DOCUMENT TEXT:
Bowel perforation is also a common cause of pediatric acute abdominal pain. There were 7 patients who had bowel perforations in this study, and six of them were diagnosed preoperatively through MDCT, which has already been established as the most valuable imaging technique for identifying the presence, site, and cause of a bowel perforation [20-22]. However, the amount of extraluminal air in appendiceal perforation is generally small or absent, usually no more than 1 or 2 ml, and a free pneumoperitoneum is very rare in patients with perforated appendicitis [22]. Therefore, in this study, only one case of appendiceal perforation without abscess formation was detected preoperatively by MDCT.

Abdominal neoplasms and gastrointestinal abnormalities are relatively uncommon causes of pediatric acute abdominal pain. In this study, there were five cases of neoplasms and two cases of GI anomalies. Most of the abdominal neoplasms or abnormalities had nonspecific findings on sonography, and they were identified more clearly by second-line examination of MDCT after contrast material injection, particularly in both the axial plane and the coronal plane images of the abdomen after reconstruction. In other words, it may be possible to make a precise pre-operative diagnosis of neoplasms and GI abnormalities through MDCT, and this is of great importance because it provides excellent anatomic details for correct diagnosis [23].

(Point localization data)
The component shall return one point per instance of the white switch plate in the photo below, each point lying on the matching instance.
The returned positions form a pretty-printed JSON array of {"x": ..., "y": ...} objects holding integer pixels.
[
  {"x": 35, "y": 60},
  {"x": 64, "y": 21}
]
* * *
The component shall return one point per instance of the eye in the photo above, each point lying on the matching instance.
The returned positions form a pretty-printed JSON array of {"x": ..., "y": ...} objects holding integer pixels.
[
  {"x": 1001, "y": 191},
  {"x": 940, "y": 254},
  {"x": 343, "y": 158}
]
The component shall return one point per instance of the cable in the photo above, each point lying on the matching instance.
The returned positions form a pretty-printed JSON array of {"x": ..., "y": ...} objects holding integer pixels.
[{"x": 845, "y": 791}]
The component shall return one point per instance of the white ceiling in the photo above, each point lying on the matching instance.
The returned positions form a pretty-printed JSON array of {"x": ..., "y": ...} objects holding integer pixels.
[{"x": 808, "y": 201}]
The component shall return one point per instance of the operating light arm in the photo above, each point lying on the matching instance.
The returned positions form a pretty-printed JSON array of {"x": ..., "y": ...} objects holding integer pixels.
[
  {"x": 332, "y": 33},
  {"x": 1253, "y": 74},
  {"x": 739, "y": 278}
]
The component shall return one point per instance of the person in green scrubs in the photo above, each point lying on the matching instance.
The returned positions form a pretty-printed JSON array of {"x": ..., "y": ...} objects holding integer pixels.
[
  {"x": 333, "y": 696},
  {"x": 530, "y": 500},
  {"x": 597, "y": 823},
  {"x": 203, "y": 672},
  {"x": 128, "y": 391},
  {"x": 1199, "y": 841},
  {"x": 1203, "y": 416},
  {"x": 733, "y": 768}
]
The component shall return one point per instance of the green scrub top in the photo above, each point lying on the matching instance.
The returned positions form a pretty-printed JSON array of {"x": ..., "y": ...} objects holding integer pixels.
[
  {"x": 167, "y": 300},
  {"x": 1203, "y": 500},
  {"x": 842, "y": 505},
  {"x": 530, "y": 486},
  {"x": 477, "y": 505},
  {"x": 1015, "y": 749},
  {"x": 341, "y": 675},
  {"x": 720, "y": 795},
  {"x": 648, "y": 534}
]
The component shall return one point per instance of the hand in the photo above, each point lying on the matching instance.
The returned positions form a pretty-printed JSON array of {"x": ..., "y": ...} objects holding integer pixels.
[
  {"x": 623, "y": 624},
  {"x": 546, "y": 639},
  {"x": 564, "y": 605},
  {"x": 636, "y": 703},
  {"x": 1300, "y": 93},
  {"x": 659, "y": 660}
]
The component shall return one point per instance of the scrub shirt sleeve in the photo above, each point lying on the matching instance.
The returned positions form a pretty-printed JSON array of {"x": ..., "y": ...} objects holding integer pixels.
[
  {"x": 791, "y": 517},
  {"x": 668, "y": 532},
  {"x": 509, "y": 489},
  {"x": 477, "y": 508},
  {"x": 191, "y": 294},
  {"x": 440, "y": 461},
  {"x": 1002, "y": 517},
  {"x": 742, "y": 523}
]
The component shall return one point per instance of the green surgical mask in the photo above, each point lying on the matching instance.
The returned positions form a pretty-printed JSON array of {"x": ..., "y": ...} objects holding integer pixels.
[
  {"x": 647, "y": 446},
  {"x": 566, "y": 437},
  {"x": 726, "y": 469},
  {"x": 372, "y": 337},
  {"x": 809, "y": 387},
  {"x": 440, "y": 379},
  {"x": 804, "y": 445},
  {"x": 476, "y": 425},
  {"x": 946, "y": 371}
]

TASK REQUIREMENTS:
a) Transcribe the stretch of the passage on MDCT in pediatric abdominal pain from "Bowel perforation is" through "preoperatively by MDCT.".
b) Answer these questions from the passage on MDCT in pediatric abdominal pain.
(i) How many patients in the study had bowel perforations?
(ii) According to the passage, what is the usual maximum amount of extraluminal air in appendiceal perforation?
(iii) How many cases of neoplasms were there in the study?

PROBLEM SOLUTIONS:
a)
Bowel perforation is also a common cause of pediatric acute abdominal pain. There were 7 patients who had bowel perforations in this study, and six of them were diagnosed preoperatively through MDCT, which has already been established as the most valuable imaging technique for identifying the presence, site, and cause of a bowel perforation [20-22]. However, the amount of extraluminal air in appendiceal perforation is generally small or absent, usually no more than 1 or 2 ml, and a free pneumoperitoneum is very rare in patients with perforated appendicitis [22]. Therefore, in this study, only one case of appendiceal perforation without abscess formation was detected preoperatively by MDCT.

b)
(i) 7
(ii) 1 or 2 ml
(iii) Five